### Prompt:
Omitting the pictures, restate all of the entries below exactly.

[Source records]

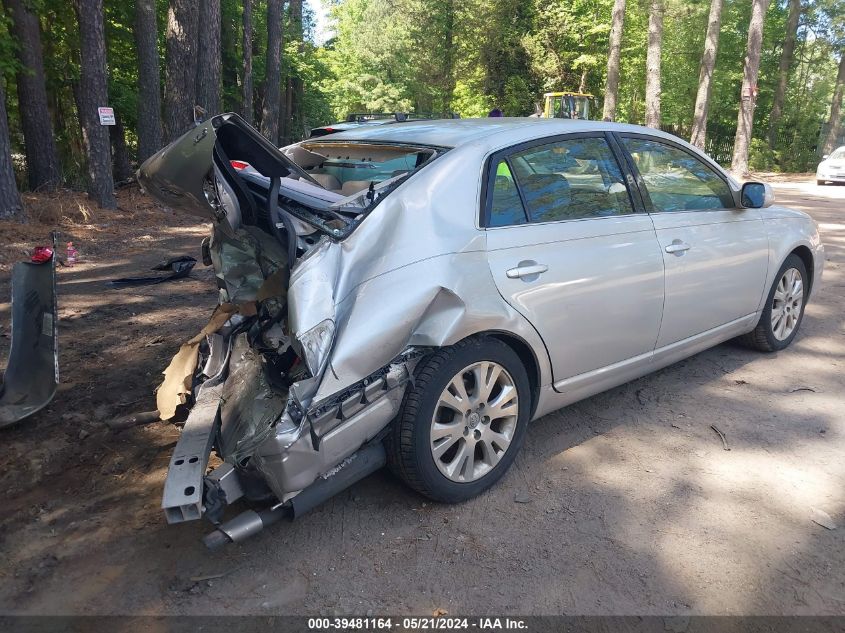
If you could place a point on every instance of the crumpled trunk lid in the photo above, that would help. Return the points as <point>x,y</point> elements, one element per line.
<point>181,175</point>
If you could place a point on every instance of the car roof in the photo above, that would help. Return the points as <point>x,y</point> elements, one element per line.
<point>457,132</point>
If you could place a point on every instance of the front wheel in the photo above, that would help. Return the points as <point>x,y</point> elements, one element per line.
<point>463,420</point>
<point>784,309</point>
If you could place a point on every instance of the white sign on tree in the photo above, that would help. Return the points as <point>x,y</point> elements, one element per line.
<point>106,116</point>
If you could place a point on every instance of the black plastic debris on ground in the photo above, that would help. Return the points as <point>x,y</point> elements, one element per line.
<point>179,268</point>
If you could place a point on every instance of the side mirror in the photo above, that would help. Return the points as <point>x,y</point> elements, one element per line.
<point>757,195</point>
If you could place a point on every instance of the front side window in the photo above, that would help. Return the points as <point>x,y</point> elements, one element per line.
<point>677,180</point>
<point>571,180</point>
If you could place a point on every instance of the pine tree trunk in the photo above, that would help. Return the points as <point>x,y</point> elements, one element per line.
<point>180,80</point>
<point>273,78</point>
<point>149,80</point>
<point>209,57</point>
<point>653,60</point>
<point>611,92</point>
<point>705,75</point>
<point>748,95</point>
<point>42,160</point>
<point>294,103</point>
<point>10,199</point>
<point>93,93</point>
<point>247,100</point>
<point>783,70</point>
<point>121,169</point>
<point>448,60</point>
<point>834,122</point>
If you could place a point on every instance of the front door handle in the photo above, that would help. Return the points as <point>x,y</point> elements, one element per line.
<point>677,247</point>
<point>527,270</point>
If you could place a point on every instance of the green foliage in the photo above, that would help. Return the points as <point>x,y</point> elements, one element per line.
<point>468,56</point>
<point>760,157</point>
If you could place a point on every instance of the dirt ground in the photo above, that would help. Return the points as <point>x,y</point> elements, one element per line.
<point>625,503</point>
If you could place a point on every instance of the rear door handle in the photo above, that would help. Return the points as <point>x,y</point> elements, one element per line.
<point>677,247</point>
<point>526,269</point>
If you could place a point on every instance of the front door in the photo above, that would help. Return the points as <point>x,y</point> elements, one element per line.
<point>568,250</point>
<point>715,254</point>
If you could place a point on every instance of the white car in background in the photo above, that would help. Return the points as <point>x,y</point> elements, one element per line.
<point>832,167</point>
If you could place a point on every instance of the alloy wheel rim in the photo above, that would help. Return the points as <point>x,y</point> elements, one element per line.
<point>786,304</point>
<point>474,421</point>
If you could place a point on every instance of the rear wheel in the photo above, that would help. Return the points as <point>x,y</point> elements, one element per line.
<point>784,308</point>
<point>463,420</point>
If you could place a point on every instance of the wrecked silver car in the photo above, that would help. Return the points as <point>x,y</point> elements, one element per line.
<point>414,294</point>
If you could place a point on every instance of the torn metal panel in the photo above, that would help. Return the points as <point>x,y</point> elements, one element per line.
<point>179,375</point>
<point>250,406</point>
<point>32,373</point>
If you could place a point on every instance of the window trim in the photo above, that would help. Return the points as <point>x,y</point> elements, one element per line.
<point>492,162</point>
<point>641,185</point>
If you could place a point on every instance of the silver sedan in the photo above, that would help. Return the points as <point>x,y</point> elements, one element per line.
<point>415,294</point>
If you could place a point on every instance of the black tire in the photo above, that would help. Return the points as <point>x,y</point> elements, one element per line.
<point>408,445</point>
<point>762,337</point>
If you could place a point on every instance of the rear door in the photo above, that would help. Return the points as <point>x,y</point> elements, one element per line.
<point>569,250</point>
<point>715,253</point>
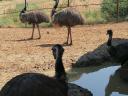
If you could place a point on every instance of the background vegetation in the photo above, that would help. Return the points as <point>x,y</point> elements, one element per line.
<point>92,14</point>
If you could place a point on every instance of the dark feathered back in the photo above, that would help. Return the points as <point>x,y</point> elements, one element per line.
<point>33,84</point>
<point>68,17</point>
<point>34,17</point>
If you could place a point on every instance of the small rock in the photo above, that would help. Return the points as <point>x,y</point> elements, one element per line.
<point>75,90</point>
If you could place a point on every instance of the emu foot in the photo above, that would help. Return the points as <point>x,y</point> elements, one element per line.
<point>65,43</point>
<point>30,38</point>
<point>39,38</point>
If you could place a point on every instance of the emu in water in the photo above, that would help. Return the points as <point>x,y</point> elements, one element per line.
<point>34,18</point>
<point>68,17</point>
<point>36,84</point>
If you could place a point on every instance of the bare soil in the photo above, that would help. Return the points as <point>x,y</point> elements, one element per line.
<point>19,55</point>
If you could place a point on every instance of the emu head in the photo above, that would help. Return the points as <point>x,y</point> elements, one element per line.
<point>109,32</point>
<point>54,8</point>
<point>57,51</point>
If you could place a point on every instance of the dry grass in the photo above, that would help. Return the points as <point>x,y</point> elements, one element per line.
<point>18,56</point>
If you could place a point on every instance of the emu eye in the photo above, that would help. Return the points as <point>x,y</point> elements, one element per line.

[/Source records]

### Answer box:
If you could place a point on every instance of the crumpled trunk lid in the photo above, that would help. Return the points as <point>x,y</point> elements, one element per line.
<point>181,175</point>
If you could place a point on every instance of the car roof in the photo above, that would help. Return the points as <point>x,y</point> elements, one element per line.
<point>457,132</point>
If you could place a point on every instance of the front wheel in the photo above, that would help. Return the points as <point>x,y</point> elements, one element per line.
<point>463,420</point>
<point>784,309</point>
If you could place a point on every instance of the white sign on tree in the photo above, that would help. Return the points as <point>x,y</point> elements, one element per line.
<point>106,116</point>
If you could place a point on every instance of the black plastic debris on ground in the photo above, that would help. Return the points as <point>x,y</point> elements, one element per line.
<point>179,268</point>
If you could place a point on every instance of the side mirror in the photo above, that would help. Return the points as <point>x,y</point> elements, one element per line.
<point>757,195</point>
If you could place a point on every instance of the front side window in the photo above, that would help. Return the points as <point>x,y</point> elements, one element per line.
<point>677,180</point>
<point>571,180</point>
If you could place a point on every instance of the pine tree trunk in the photo above, that would help. Return the points as <point>x,y</point> elements, one element per line.
<point>180,80</point>
<point>273,78</point>
<point>149,80</point>
<point>209,57</point>
<point>653,60</point>
<point>611,92</point>
<point>705,75</point>
<point>748,95</point>
<point>42,160</point>
<point>294,103</point>
<point>10,199</point>
<point>93,93</point>
<point>247,100</point>
<point>783,70</point>
<point>121,169</point>
<point>448,60</point>
<point>834,122</point>
If you could place a point on every instance of the front door handle in the photo above, that would help. Return the points as <point>x,y</point> elements, one element per line.
<point>677,247</point>
<point>527,270</point>
If you could place a point on every instance of the green foliage in the photo above, that would help. Return the points as <point>x,y</point> elements, one element per line.
<point>468,56</point>
<point>760,157</point>
If you could place a point on every instance of the dirt ground in the photo above, that would help. Return the points as <point>x,y</point> elements, one element per line.
<point>625,503</point>
If you could place a point on every instance of the rear door handle in the photo above, that would help. Return the points as <point>x,y</point> elements, one element per line.
<point>677,247</point>
<point>526,269</point>
If you could place a point on every instance of the front door in the photo above, that would help. Return the points as <point>x,y</point> elements, one element per line.
<point>568,250</point>
<point>715,254</point>
If you could place a point on every instance of the white car in background in the photo above, that would help. Return the points as <point>x,y</point> elements, one element per line.
<point>832,167</point>
If you could place a point on every instance of the alloy wheel rim in the photo above, that would help. Return the points as <point>x,y</point> elements, one element per line.
<point>786,304</point>
<point>474,421</point>
If you could place a point on every instance of the rear wheel in the photo above, that would help. Return the points as <point>x,y</point> elements, one element per line.
<point>784,308</point>
<point>463,420</point>
If you could place a point on every instance of the wrecked silver car in the photo above, that would help. Return the points as <point>x,y</point> elements, one element per line.
<point>414,294</point>
If you could place a point on every instance of the torn metal panel in the photo above, that would help. Return the points as <point>x,y</point> elements, one element per line.
<point>179,375</point>
<point>250,406</point>
<point>32,373</point>
If you could place a point on every instance of the window trim in the photo above, that would help. Return the points as <point>x,y</point> elements, one element per line.
<point>492,162</point>
<point>641,185</point>
If you could place a point on every instance of the silver sedan in the photo above, that would help. Return the points as <point>x,y</point> elements, one element per line.
<point>415,294</point>
If you could place a point on every instance of the black tire in the photo above, that would help. Return the points as <point>x,y</point> elements, one element per line.
<point>408,445</point>
<point>762,337</point>
If you could place a point on every instance of the rear door in the photo above, that would help. Return the points as <point>x,y</point> elements, one element per line.
<point>569,250</point>
<point>715,253</point>
If you could place a point on every instance of the background vegetation in the photo above, that would help. Return the points as <point>x,y</point> elements, one element per line.
<point>92,14</point>
If you could place a point on every instance of the dark feathered back in the photo above, that would help. Return the points as <point>x,y</point> elements, one element per line.
<point>33,84</point>
<point>68,17</point>
<point>34,17</point>
If you could place a point on every instance of the small rock in the photo above, that would help. Return the points as <point>x,y</point> elements, one element per line.
<point>75,90</point>
If you could place a point on every instance of the emu foot in the photo above, that would help. Return the points as <point>x,y</point> elements, one element per line.
<point>65,43</point>
<point>30,38</point>
<point>39,38</point>
If you could place a point on every instance of the emu in water in the photo above, that would help. Return the points as <point>x,y</point> elements, one element per line.
<point>34,18</point>
<point>68,17</point>
<point>36,84</point>
If you could place a point on every instance of the bare soil in the photo above, that would help. Return the points as <point>x,y</point> elements, one element per line.
<point>19,55</point>
If you could place a point on every instance of the emu head in the photo above, that would help. Return the points as <point>x,y</point> elements, one element per line.
<point>109,32</point>
<point>54,8</point>
<point>57,51</point>
If you could place a point on every instance of the dry grass in the photo above, that would help. Return the points as <point>x,y</point> elements, one element per line.
<point>18,56</point>
If you could place a point on every instance of the emu eye in the photo above, that would help. Return the points as <point>x,y</point> elements, one element per line.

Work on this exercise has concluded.